Rewrite every line of the data, starting with the line containing "Can you find the blonde" and going on through the end of the data. Add 59 to each coordinate in the answers.

Data from a point labeling set
----------
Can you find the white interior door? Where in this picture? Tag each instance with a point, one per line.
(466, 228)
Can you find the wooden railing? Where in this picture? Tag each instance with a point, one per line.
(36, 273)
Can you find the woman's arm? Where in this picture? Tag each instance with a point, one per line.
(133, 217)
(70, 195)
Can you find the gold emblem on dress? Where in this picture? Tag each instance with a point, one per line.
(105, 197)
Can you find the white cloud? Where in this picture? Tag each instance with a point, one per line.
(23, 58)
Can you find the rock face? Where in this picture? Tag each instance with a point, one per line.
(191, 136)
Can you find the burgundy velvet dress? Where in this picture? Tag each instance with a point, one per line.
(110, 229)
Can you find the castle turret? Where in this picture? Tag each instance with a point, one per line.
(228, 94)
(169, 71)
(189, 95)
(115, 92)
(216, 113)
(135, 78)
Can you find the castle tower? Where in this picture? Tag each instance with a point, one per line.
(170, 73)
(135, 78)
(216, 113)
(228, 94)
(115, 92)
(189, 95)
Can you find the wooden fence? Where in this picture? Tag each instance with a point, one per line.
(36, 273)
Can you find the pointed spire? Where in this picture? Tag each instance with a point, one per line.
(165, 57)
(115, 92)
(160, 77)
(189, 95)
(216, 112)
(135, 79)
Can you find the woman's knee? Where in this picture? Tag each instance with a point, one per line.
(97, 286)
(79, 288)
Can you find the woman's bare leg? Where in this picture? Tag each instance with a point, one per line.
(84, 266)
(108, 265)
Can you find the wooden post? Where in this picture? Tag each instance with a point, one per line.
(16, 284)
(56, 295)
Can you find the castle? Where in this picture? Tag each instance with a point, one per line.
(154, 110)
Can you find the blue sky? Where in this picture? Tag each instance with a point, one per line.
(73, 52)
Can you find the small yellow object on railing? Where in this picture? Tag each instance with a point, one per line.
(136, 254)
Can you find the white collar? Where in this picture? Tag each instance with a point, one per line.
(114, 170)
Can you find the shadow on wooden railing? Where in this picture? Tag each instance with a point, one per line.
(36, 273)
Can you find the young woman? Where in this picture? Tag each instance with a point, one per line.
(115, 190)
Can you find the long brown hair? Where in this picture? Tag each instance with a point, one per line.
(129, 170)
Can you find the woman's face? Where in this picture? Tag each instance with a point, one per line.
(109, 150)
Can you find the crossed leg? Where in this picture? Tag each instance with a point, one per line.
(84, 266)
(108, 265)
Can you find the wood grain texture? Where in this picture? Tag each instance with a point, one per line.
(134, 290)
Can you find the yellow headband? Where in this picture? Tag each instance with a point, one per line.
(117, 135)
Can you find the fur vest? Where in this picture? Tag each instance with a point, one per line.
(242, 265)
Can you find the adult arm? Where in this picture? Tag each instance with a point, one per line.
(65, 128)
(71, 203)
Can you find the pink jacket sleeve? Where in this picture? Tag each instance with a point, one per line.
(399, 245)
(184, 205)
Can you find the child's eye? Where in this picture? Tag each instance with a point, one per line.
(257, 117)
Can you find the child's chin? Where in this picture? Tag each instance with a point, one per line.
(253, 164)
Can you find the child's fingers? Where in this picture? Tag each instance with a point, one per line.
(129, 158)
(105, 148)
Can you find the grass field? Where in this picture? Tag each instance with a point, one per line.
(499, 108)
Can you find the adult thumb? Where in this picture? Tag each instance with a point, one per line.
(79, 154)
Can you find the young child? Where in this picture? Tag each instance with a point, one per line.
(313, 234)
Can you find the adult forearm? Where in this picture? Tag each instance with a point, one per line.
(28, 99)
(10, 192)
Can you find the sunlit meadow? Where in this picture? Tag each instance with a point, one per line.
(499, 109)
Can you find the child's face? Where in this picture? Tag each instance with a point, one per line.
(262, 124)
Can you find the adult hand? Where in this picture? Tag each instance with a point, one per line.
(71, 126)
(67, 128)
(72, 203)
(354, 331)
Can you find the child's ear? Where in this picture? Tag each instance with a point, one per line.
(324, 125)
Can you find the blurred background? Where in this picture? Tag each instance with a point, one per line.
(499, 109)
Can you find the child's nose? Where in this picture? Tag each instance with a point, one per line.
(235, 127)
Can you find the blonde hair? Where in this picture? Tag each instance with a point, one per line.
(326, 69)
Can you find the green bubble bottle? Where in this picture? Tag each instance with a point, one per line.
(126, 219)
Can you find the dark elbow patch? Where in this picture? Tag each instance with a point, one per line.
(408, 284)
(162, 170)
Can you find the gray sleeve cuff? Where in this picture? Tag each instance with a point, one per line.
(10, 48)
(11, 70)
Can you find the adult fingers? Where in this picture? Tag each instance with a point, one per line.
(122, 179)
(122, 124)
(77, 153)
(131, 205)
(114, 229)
----------
WRITTEN REPLY:
Can you find the blonde hair? Where in this picture? Tag each instance with a point, one per line.
(385, 128)
Can you find the green bubble bottle? Where in this picture? Tag each instance with a point, one per line.
(185, 278)
Can you find the dark elbow patch? Where in this picture? Tag each instance with a point, one per line.
(467, 343)
(221, 229)
Can you find the gray sleeve cuff? Where in this picture? Tag each instance with a point, one per line.
(69, 107)
(70, 129)
Can you find the adult fingers? Where in this picture? Tag each instance with a point, one per line.
(181, 238)
(181, 183)
(136, 212)
(190, 264)
(173, 288)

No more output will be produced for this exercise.